§ **Task details**: Copy the lines of the data below verbatim, from the line containing "locate --obj white cylindrical pouf" through the line containing "[85,42,180,119]", including both of those lines. Leave the pictures out of your answer.

Image annotation data
# # # # # # #

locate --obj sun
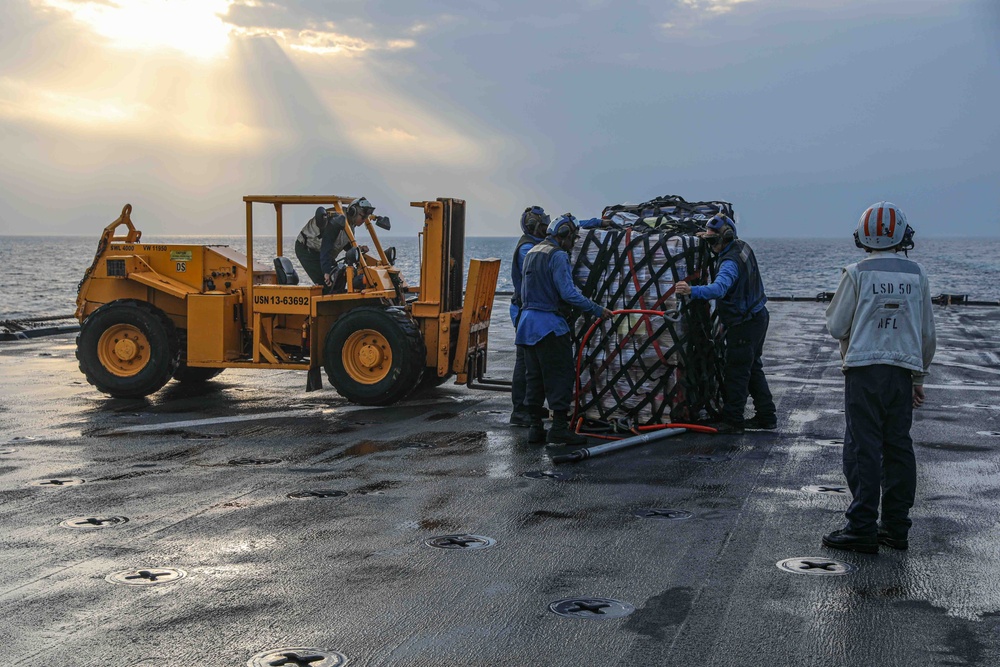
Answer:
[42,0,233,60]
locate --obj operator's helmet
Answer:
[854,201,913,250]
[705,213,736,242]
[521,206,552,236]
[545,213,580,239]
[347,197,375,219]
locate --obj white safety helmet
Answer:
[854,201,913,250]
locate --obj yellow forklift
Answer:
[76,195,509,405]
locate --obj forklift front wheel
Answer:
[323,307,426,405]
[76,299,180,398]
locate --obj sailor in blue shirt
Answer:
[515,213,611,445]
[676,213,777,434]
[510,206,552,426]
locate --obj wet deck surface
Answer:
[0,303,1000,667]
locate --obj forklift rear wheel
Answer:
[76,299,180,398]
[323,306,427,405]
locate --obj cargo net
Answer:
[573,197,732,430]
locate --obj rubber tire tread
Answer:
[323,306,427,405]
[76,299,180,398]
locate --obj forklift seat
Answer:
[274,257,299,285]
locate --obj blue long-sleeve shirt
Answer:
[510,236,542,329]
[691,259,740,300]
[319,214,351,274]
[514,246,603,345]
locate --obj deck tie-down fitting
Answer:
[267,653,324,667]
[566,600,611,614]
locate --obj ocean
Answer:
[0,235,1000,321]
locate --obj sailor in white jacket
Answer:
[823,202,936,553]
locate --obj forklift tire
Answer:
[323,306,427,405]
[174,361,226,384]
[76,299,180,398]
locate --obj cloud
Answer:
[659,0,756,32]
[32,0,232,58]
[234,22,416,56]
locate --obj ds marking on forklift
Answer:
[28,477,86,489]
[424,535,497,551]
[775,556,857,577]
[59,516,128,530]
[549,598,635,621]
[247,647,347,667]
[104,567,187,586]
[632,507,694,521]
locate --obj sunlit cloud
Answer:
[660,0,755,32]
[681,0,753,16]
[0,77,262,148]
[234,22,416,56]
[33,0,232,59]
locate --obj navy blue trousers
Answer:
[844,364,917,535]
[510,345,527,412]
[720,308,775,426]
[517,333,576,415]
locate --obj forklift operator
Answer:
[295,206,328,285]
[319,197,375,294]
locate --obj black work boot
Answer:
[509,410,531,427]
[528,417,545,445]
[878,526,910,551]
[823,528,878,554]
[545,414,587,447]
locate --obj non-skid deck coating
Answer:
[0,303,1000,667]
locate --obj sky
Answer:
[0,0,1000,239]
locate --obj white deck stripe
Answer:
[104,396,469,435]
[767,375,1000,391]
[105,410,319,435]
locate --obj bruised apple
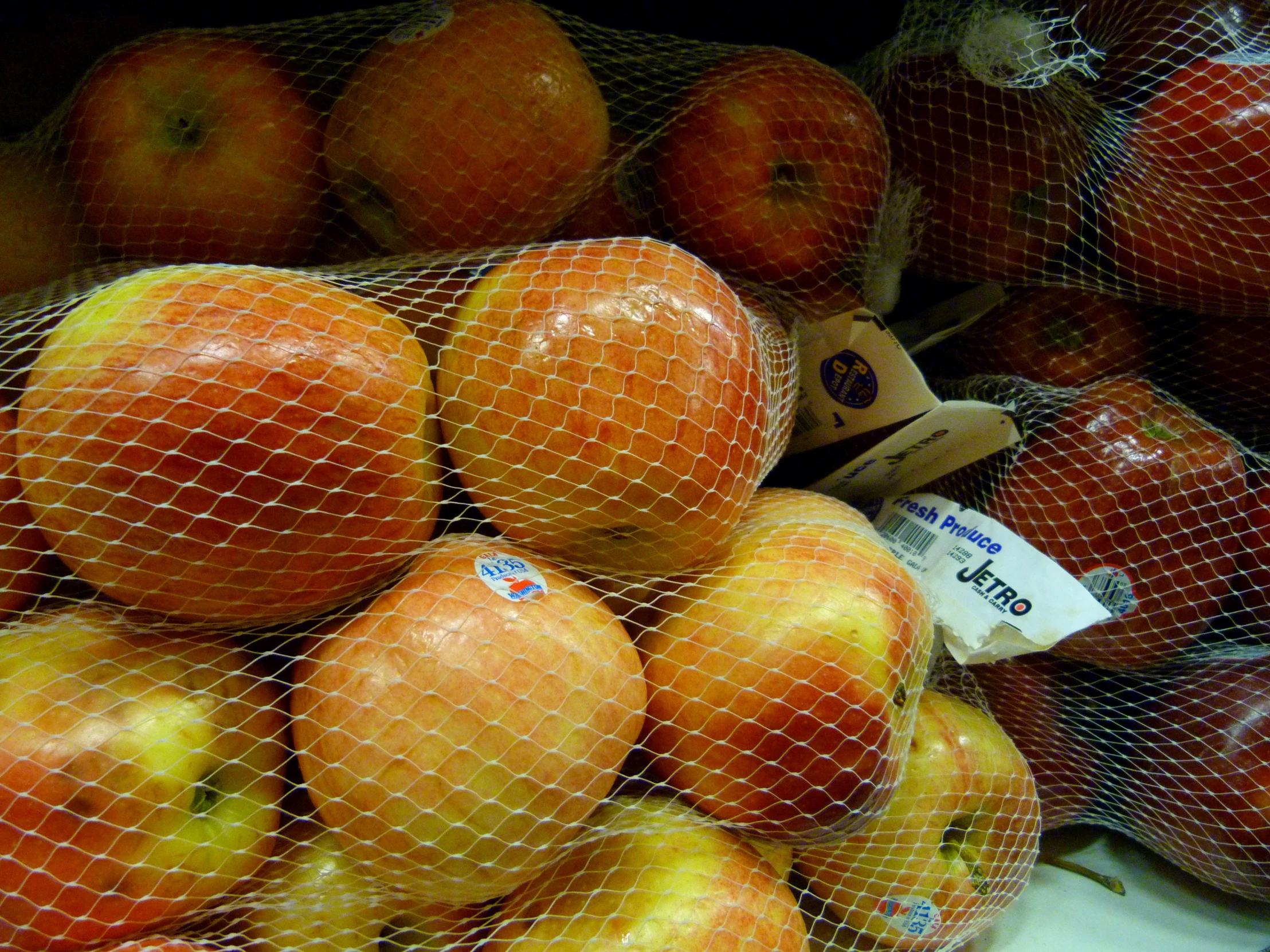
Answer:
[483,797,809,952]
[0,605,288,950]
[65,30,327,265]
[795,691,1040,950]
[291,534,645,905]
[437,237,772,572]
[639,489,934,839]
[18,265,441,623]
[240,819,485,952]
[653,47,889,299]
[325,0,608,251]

# # # # # # #

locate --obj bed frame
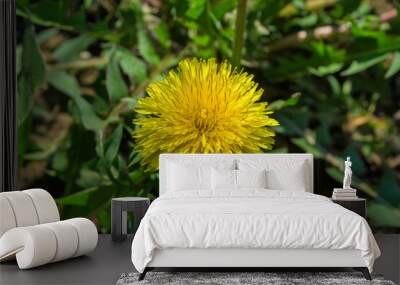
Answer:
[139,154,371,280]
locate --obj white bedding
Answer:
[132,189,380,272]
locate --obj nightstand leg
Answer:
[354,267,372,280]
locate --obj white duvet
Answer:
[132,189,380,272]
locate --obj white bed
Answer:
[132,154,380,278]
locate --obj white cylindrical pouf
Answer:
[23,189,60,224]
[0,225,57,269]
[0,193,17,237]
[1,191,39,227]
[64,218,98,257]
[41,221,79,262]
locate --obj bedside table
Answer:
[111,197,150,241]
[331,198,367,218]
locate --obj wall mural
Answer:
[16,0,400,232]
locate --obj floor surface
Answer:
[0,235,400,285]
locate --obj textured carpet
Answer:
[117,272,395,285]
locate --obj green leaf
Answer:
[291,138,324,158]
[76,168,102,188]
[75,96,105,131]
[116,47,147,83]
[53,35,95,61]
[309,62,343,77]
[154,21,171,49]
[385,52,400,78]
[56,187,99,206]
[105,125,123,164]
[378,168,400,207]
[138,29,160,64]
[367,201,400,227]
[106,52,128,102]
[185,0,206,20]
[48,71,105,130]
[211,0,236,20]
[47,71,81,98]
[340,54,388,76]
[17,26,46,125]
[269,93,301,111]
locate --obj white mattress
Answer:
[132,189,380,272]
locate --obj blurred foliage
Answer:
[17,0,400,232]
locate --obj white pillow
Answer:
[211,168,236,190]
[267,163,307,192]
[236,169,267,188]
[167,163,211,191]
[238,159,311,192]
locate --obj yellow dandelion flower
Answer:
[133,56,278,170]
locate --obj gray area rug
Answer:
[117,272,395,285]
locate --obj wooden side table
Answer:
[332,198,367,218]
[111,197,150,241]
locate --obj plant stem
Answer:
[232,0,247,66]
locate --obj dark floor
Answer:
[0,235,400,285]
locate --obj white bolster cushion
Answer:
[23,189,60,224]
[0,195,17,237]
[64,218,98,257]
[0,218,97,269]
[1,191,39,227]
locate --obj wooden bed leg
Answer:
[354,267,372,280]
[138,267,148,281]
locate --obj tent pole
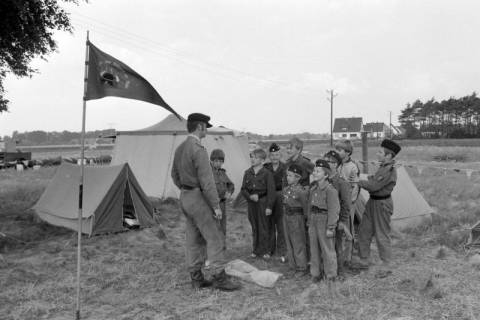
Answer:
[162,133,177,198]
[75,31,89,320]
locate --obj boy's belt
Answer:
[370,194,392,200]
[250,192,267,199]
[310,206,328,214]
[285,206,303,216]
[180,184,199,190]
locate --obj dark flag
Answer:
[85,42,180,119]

# # # # # # #

§ **Task solution**:
locate --obj white cylindrical pouf
Answer:
[23,189,60,224]
[0,225,57,269]
[0,193,17,237]
[1,191,39,227]
[64,218,98,257]
[41,221,79,262]
locate --obj bedside table
Answer:
[111,197,150,241]
[331,198,367,218]
locate --obj wall mural
Answer:
[16,0,400,232]
locate --obj floor surface
Answer:
[0,235,400,285]
locate --obj textured carpet
Answer:
[117,272,395,285]
locate --obj green leaf
Answer:
[291,138,324,158]
[76,168,102,188]
[75,96,105,131]
[116,47,147,83]
[53,35,95,61]
[309,62,343,77]
[154,21,171,49]
[385,52,400,78]
[56,187,99,206]
[105,125,123,164]
[378,168,400,207]
[138,29,160,64]
[367,201,400,227]
[106,52,128,102]
[185,0,206,20]
[48,71,105,130]
[211,0,236,20]
[47,71,81,98]
[340,54,388,76]
[17,26,46,125]
[269,93,301,111]
locate --obj white mattress
Answer:
[132,189,380,272]
locate --obj blurred foliage
Answer:
[17,0,400,232]
locate --obj white pillow
Answer:
[211,168,236,190]
[267,163,307,192]
[236,169,267,188]
[167,163,211,191]
[238,159,311,192]
locate --obj yellow dandelion flower
Answer:
[133,56,278,170]
locate --obj gray area rug
Answer:
[117,272,395,285]
locate --obj wooden side table
Answer:
[332,198,367,218]
[111,197,150,241]
locate --obj plant stem
Answer:
[232,0,247,66]
locate --obj dark floor
Answer:
[0,235,400,285]
locate --obj white bolster cushion
Answer:
[23,189,60,224]
[0,195,17,237]
[64,218,98,257]
[0,218,97,269]
[1,191,39,227]
locate --obj wooden bed leg
Answer:
[354,267,372,280]
[138,267,148,281]
locate --obj tent pole
Answer:
[162,133,177,198]
[75,31,89,320]
locate --obj boy's belt
Answer:
[370,194,392,200]
[250,192,267,199]
[310,206,328,214]
[285,206,303,216]
[180,184,199,190]
locate --obj dark flag
Answer:
[85,42,180,119]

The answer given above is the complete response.